» Written task 1
List every line of the listing that contains the word "black".
» Written task 2
Please write the next part of the SNL episode review, picking up after its last sentence.

The other musical bit was the return of “Les Jeunes De Paris” where, as ever, the over-the-top French stereotype jokes were secondary to the joyously choreographed, spazzy dance moved led by Taran Killam and matched with aplomb by Kendrick. Even the expected “Cups” reference was short and relatively painless. (I did wonder in the moment if Kendrick had broken that mug by accident.) It wasn’t the delight factory that Jean Dujardin and Zooey Deschanel’s was, but it was pretty close. (I don’t know who I am any more.)

Even the non-musical sketches were solid, at least party thanks to Kate McKinnon, who, in the cold open about the evasive new CEO of GM and another, ever-welcome appearance as German Chancellor Angela Merkel, continued to cement her place as the funniest person on SNL. The GM sketch had a barb or two (actually mentioning that, since GM took all that bailout money from the American people, then maybe, crazily, it shouldn’t have hidden the fact that its faulty product was killing a whole bunch of said Americans), but it was essentially the Kate McKinnon show. The ability to create a specific character which connects immediately with the audience is a sketch performer’s greatest, most elusive gift, and McKinnon just has it. Here, her signature crazy eyes imbue the CEO’s ludicrously non-responsive responses with a similarly crazy energy, especially as she escalates her evasions while never breaking her steadfast intense blankness. (“Your honor, may I approach the exit?”) Similarly, her Merkel, always on the verge of sheer German caricature, conveys an irresistible, endearing loopiness. On Weekend Update, she, complaining to Colin Jost about being caught, politically and—possibly only in her mind—romantically between Obama and “bad boy” Putin is loaded with great lines. (Talking to Putin “is like being cornered at a party by a guy who just started CrossFit.”) But its her inimitable pronunciation of the phrase “for boob touches” that’s going to stay filed away in my SNL quote bank.

Update itself remains a work in progress, although I maintain that Jost and Cecily Strong are growing into their tag-team role. There are still too many photo gags relying on the obvious (this week—John Boehner has orange skin!) but the hit ratio was the highest yet under the new regime, and both are getting more confident in staring down the camera, and they even pulled off the “who’s on first?” bit where Strong looped around to the beginning again (“Thanks Colin, and here are tonight’s top stories…”) Even Brooks Wheelan found his feet in a correspondent role, telling a funny anecdote about his roommates’ prank involving a stick of butter. Often stuck in “handsome bland guy” roles (hereafter known as “blandsome guy” roles), here he incorporates a welcome note of geeky self-deprecation which works on him. Update should still be much stronger—and not, as it’s been since Seth Meyers left, a source of grimacing anxiety—but this was encouraging.

The filmed piece with Bayer and Kyle Mooney was like a throwback to something Tom Schiller might have done back in the old days—a character-driven mood piece with oddball little touches along the way. Mooney remains one of this cast’s secret weapons, and his acting here combines off-center goofiness and vulnerability in a manner that’s downright affecting. However, it’s Beck Bennett who steals the day with both his direct appeal to Bayer’s seemingly waffling rom-com leading lady (“I guess I’ll just get set up and give myself a boner”) and his petulant reappearance (“I’m ready now…”).

» Supplied information
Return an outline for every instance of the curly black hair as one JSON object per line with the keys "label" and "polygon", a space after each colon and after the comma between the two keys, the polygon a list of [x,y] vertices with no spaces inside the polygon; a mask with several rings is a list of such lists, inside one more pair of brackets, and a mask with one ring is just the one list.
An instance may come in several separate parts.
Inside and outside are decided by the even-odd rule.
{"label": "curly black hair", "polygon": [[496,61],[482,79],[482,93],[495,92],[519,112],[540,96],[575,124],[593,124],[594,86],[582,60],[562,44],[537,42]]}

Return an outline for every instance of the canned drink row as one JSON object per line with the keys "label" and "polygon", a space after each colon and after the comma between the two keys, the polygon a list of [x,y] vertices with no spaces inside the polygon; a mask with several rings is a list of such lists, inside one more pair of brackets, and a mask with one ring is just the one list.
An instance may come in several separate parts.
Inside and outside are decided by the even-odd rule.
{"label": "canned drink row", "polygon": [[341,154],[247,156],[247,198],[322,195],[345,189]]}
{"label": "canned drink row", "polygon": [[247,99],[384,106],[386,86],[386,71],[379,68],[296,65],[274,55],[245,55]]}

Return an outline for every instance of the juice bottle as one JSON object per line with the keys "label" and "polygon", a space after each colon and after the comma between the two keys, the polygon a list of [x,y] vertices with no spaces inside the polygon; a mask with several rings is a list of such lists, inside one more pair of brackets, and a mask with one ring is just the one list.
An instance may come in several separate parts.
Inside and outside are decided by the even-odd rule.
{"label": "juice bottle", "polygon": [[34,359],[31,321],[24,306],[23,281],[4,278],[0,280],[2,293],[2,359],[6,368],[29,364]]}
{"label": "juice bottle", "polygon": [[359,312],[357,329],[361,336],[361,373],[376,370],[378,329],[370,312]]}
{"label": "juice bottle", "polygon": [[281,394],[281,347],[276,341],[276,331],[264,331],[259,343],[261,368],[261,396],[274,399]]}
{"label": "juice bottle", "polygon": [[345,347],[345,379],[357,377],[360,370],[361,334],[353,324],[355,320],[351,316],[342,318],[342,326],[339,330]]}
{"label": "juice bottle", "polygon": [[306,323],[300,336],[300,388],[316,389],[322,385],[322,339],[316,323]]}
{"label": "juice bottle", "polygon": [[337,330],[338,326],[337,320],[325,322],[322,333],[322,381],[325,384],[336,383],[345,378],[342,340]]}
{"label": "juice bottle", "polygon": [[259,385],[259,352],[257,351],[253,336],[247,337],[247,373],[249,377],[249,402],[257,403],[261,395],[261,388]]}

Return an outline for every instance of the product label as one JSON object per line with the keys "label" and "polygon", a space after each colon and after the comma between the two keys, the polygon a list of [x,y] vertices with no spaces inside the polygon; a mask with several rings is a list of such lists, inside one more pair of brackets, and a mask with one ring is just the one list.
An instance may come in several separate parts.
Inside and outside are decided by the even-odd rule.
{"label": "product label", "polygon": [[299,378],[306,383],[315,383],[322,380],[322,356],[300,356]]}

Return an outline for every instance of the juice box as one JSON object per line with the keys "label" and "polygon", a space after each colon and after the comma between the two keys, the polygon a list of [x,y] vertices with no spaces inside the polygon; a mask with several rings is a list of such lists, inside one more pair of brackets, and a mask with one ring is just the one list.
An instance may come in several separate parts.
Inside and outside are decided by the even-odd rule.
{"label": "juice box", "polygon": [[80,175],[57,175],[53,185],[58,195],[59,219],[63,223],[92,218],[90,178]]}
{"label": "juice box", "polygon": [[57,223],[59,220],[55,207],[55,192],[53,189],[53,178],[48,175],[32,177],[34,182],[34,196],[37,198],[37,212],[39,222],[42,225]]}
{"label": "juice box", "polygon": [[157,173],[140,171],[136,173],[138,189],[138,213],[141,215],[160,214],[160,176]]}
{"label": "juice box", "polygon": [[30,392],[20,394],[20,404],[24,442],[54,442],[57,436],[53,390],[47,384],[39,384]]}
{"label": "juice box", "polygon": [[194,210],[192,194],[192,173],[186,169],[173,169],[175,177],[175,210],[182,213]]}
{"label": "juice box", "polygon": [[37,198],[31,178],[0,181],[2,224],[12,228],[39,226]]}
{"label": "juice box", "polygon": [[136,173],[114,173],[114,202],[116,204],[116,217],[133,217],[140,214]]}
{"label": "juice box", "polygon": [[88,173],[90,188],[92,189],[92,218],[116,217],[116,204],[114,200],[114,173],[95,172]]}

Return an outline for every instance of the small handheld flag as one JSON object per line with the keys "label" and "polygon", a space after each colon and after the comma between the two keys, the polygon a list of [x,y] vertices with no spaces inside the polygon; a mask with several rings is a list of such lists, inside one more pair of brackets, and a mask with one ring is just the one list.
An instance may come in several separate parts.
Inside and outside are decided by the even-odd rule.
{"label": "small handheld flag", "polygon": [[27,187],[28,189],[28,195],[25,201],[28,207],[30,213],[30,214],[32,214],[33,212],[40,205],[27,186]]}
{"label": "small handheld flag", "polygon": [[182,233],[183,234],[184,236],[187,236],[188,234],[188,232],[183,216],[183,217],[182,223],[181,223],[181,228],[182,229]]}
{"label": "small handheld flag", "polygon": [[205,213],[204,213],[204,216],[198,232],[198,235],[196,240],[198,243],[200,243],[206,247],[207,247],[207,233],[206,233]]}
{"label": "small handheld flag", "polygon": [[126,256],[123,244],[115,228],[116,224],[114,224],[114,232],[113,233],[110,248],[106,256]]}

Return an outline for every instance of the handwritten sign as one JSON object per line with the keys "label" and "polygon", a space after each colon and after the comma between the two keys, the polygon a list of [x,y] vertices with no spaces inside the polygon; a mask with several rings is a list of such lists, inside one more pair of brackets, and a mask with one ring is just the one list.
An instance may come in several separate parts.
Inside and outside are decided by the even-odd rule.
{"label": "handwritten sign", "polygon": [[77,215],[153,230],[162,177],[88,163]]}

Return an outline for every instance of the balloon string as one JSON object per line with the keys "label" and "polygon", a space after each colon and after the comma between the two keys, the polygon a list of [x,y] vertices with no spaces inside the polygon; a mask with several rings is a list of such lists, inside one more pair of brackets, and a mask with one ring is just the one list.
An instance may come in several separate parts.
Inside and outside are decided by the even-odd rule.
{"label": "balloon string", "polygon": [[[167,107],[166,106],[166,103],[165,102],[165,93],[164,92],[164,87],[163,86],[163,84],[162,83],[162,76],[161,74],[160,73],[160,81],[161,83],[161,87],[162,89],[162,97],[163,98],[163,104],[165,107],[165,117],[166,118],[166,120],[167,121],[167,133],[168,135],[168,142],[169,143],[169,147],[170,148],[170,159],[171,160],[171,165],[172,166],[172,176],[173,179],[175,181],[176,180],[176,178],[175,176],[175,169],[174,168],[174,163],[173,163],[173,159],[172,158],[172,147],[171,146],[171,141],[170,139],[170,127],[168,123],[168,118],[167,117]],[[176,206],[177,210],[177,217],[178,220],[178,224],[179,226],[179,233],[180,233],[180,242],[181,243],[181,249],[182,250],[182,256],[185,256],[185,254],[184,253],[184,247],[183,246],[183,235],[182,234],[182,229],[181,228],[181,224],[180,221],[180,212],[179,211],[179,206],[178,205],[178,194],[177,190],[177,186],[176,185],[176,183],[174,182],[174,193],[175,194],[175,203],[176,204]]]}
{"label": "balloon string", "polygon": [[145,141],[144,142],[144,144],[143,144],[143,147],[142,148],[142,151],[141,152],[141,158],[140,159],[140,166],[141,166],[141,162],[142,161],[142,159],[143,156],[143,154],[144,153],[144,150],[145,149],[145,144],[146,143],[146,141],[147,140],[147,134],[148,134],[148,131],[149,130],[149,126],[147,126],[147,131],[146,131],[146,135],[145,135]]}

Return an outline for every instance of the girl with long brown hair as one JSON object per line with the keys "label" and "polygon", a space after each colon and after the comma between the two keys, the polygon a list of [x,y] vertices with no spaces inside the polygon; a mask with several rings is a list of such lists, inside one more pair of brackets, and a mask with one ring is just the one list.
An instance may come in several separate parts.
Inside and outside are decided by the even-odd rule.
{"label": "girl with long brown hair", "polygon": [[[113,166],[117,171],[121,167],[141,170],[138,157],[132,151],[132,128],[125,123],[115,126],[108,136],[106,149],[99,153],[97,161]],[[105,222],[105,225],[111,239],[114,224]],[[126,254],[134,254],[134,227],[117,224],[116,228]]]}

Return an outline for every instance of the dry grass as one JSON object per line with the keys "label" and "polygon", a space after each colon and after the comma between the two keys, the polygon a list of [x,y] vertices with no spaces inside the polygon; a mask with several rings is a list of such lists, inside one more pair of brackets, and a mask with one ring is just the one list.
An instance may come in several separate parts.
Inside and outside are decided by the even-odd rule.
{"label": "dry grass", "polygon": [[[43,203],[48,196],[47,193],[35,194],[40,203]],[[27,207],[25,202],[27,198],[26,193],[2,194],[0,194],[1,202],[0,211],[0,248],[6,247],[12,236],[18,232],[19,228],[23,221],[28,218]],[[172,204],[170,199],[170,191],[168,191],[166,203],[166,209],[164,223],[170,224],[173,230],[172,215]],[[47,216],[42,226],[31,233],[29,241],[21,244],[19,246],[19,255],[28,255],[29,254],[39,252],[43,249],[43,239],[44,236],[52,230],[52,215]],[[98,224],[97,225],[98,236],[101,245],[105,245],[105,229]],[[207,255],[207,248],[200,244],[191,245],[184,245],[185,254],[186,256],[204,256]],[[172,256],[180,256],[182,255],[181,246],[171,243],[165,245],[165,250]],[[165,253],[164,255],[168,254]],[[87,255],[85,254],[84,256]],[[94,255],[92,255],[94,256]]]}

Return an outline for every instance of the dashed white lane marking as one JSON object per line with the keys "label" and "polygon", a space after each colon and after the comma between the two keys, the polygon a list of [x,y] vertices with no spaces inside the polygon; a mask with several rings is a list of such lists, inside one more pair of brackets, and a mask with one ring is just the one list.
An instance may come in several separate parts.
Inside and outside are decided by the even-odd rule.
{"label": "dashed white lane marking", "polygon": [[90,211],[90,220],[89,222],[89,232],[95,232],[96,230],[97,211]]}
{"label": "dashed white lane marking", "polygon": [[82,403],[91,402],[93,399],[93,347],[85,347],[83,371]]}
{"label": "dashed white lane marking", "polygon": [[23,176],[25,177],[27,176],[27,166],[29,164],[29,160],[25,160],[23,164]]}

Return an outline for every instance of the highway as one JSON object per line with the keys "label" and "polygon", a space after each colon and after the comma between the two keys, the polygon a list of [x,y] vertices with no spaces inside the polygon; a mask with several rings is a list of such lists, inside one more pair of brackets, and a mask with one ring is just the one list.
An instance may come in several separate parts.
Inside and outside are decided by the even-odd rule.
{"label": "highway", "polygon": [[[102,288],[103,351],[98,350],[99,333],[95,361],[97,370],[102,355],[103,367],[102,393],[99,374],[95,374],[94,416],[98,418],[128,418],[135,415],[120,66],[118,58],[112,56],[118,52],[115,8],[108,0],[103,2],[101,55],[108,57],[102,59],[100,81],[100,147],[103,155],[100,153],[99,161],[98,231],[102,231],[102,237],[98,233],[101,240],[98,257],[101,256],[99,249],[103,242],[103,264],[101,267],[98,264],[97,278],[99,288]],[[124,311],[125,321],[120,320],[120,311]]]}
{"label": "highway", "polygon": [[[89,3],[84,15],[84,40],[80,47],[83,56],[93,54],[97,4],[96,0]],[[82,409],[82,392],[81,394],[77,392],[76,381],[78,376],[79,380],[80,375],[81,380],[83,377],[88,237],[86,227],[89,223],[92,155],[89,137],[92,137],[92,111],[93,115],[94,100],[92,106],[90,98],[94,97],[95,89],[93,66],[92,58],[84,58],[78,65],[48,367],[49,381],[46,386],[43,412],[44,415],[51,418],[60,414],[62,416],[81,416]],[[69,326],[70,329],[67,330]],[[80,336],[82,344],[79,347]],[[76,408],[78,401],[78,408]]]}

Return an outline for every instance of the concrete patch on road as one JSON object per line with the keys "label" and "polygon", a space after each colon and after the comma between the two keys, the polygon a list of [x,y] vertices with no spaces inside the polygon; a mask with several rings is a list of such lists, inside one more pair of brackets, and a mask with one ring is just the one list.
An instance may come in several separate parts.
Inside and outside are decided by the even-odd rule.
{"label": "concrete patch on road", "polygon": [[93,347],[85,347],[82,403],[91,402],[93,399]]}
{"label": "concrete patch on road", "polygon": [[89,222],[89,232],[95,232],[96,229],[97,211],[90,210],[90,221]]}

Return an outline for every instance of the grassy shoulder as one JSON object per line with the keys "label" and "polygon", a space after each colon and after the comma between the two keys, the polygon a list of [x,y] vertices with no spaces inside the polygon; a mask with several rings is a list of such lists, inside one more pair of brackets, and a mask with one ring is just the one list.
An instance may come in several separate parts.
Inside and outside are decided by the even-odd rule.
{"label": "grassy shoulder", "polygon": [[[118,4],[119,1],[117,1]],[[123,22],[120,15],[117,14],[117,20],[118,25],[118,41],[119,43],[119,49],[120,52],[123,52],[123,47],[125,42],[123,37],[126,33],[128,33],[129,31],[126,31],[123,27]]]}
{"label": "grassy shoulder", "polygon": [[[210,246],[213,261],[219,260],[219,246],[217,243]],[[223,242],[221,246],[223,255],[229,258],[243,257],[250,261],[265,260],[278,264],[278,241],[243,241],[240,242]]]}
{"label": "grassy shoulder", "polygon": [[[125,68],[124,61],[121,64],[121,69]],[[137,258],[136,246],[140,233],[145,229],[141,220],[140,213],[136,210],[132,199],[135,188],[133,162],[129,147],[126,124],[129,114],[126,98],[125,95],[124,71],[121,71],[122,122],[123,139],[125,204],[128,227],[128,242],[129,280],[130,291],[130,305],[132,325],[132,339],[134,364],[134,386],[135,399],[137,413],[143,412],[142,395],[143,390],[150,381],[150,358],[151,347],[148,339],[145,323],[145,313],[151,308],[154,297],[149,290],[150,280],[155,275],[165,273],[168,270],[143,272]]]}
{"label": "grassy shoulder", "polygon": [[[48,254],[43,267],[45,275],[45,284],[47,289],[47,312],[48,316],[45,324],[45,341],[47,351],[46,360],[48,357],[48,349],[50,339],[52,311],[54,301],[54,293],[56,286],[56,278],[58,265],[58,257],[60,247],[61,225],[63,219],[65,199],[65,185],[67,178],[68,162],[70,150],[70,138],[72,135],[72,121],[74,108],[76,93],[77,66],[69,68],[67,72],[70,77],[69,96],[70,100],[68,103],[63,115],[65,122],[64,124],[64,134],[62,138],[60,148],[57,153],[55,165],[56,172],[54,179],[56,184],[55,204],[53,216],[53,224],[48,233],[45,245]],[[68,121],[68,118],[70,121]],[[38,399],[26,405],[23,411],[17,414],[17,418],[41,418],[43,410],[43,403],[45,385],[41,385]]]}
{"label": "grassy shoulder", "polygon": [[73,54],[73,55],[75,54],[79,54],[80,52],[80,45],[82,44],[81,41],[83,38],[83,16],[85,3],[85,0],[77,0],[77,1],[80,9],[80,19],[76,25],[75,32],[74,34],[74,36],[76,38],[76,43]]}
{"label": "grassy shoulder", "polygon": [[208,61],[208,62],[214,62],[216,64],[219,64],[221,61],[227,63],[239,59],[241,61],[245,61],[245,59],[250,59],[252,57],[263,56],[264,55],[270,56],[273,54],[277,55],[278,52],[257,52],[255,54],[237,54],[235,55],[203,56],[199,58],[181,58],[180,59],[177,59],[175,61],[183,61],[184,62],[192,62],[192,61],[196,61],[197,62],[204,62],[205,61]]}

» Written reply 1
Return an outline for every instance of the curly black hair as one JSON object per line with the keys "label" and "polygon", a space after each colon and after the comma between the two keys, the polygon a list of [x,y] vertices with no spaces inside the polygon; a mask with several rings is a list of such lists, inside one more pair of brackets, and a mask with one ring is just the one list.
{"label": "curly black hair", "polygon": [[496,61],[482,79],[482,93],[495,92],[519,112],[540,96],[575,124],[593,124],[594,86],[582,60],[562,44],[537,42]]}

» Written reply 2
“Fox and Friends” worked its formula as well as ever, with Moynihan’s enthusiastic manchild Brian Kilmeade stealing the show (“I tried for years to join the NAACP…I just love college basketball!”) Plus, his nodding, smiling agreement to everything his cohosts say is both funny and unnerving. My favorite correction on the roll this week: “Don Cheadle does not appear if you say Cheadlejuice three times.” Kenan gets points for actually attempting an impression as Neil Degrasse Tyson rather than simply making funny faces, even if he’s not especially good at it.

The Booker T. Washington High School sketches remain a point of contention, in that I think Jay Pharoah suddenly lurching into frame to announce, “Attention teachers and students” is unendingly hilarious, while many of you vehemently disagree. As the inner city school’s beleaguered principal, Pharoah’s delivery here is just plain funny, whether decrying some students’ attempts to create “a Teenage Mutant Ninja Turtles situation” in the turtle pond (“The cheese from the pizza has made the water very murky”) or complaining about another student giving a smart phone to a monkey (“That monkey has already started a Snapchat account”). SNL has always had a place for a one-note but fully inhabited funny character, and I’m in Principal Frye’s corner. Fight with me in the comments.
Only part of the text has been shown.